+++ Input

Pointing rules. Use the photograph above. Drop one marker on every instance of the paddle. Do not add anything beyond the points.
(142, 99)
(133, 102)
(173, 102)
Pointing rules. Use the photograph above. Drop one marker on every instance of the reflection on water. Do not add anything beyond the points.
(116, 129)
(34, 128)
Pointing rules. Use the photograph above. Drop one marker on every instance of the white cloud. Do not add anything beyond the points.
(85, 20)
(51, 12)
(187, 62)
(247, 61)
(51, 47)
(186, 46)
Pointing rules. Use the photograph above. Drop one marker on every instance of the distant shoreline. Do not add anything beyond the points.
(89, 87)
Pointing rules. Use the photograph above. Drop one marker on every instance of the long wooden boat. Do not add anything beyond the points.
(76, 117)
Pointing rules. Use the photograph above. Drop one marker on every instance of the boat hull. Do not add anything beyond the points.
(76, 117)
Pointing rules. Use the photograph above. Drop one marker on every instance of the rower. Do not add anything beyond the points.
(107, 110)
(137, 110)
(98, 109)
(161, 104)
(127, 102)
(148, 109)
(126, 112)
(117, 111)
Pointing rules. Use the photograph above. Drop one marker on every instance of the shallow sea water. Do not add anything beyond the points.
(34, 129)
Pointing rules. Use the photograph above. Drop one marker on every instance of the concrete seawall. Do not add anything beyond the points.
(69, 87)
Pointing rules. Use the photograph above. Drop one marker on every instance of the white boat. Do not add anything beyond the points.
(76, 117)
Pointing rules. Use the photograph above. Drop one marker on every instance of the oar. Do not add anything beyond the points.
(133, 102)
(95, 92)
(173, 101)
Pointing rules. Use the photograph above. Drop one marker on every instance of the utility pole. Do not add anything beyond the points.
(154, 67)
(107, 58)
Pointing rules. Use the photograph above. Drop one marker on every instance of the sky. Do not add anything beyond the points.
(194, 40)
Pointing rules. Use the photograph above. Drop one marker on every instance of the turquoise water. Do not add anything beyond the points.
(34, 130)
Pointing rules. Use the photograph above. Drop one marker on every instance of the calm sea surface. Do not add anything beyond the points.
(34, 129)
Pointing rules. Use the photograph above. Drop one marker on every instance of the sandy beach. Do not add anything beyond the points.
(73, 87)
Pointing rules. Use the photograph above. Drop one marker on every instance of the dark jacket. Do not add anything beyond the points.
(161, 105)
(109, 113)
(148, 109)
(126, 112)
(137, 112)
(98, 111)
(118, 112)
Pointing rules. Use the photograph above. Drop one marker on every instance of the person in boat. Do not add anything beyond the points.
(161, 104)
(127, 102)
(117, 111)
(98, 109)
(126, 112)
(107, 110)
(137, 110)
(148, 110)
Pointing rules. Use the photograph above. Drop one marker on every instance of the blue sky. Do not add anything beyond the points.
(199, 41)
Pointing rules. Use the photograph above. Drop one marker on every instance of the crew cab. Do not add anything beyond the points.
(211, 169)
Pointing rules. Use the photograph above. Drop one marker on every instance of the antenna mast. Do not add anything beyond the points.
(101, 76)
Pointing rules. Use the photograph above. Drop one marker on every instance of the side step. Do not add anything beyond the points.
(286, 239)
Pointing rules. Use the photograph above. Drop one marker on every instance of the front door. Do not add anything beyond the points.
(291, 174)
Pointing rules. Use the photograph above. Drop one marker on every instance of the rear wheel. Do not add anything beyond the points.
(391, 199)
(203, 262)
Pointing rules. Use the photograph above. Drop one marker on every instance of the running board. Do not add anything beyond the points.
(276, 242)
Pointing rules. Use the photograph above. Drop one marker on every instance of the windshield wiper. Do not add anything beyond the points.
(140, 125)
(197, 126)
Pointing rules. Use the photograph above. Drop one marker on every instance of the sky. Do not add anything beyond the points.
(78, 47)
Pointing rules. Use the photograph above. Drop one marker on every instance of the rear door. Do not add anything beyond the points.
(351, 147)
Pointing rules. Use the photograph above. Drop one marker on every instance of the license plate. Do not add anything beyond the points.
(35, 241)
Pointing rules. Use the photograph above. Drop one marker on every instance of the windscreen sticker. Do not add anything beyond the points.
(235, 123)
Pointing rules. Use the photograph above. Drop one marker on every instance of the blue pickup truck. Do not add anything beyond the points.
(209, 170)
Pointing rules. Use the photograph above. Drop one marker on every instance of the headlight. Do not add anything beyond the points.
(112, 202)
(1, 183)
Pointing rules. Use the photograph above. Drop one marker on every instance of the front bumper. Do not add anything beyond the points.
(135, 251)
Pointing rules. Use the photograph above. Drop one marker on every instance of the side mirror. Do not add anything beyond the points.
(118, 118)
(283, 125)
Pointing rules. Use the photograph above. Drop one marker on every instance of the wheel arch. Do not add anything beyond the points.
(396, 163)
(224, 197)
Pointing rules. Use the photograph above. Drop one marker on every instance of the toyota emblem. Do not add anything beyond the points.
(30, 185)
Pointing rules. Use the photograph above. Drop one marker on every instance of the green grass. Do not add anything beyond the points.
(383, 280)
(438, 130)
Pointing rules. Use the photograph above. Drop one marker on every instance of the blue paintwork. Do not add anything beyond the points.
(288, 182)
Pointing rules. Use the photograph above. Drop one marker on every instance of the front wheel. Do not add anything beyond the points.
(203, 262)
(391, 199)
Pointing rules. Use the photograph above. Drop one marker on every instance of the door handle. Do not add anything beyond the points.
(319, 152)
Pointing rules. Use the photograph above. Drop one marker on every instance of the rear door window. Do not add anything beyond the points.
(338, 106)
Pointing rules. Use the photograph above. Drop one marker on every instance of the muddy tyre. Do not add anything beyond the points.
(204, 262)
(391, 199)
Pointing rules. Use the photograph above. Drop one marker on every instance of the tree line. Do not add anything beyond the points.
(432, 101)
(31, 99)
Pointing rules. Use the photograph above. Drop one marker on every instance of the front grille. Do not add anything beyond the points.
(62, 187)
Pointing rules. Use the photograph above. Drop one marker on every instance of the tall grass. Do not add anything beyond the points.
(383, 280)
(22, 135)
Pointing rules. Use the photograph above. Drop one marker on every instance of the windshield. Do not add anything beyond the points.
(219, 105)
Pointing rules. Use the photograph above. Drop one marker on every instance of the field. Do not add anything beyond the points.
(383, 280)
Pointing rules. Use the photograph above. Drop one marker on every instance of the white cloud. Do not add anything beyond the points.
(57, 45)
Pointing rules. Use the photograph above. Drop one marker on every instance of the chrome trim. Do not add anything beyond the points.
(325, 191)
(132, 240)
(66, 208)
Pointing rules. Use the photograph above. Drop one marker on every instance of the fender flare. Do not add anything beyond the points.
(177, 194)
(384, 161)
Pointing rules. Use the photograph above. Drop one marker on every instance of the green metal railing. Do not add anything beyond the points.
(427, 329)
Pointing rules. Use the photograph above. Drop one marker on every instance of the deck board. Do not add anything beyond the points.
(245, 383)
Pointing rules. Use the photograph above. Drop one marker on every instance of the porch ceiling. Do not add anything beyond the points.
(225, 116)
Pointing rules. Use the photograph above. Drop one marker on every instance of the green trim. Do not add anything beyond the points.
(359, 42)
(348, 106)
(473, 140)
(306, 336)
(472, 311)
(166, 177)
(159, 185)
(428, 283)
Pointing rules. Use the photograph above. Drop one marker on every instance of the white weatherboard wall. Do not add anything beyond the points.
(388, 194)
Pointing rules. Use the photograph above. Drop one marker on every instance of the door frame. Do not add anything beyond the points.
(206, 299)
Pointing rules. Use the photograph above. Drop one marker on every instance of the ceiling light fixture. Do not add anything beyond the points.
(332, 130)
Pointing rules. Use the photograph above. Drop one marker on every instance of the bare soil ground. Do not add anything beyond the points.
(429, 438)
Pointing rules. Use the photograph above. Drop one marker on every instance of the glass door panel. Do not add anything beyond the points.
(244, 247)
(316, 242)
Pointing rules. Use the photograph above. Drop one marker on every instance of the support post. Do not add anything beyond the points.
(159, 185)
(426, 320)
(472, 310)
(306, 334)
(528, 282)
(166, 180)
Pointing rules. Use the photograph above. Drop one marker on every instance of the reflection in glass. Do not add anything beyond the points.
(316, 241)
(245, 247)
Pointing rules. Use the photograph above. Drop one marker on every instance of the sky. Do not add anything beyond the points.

++++++

● **To do**:
Repeat the line containing "the green trim." and all subsequent lines through the final line of the data, exactly and with no others.

● **Exercise response**:
Pointing rules. Use the photograph above. Drop one marker on every instance of the green trim. Do not add anything beyond the points.
(359, 42)
(348, 106)
(473, 140)
(306, 336)
(472, 311)
(166, 177)
(159, 185)
(428, 283)
Pointing rules. Use the photograph above. Drop one marker on every instance of the white weatherboard wall. Do not add anything beyond the points.
(388, 194)
Pointing rules. Use the photograph above. Drop one marker on every instance of the door frame. Do not add anything beyond the points.
(206, 299)
Pointing rules. Use the photograph above. Drop one marker on every instance of the ceiling light fixture. Do not add anything beyond the points.
(332, 130)
Pointing rules. Use the photograph above. Drop one marker on every instance of the bare soil ground. Do not add anything beyond the points.
(429, 438)
Pointing rules. Use the photograph above. Drop one marker on every instance of the glass door panel. Do not add anything beyond the points.
(244, 247)
(316, 242)
Pointing rules. Use the photograph above. Drop one marker on every instance of the support post. Do not add anything beyond the points.
(159, 185)
(426, 320)
(472, 310)
(306, 334)
(528, 282)
(166, 180)
Pointing rules. Use the photograph above. Drop one marker on every instance of the reflection in glass. Do not add anything beyond the points.
(316, 241)
(245, 247)
Pointing rules. Use the photograph above. Drop one marker on every instance of the sky. Do not add anything beyond the points.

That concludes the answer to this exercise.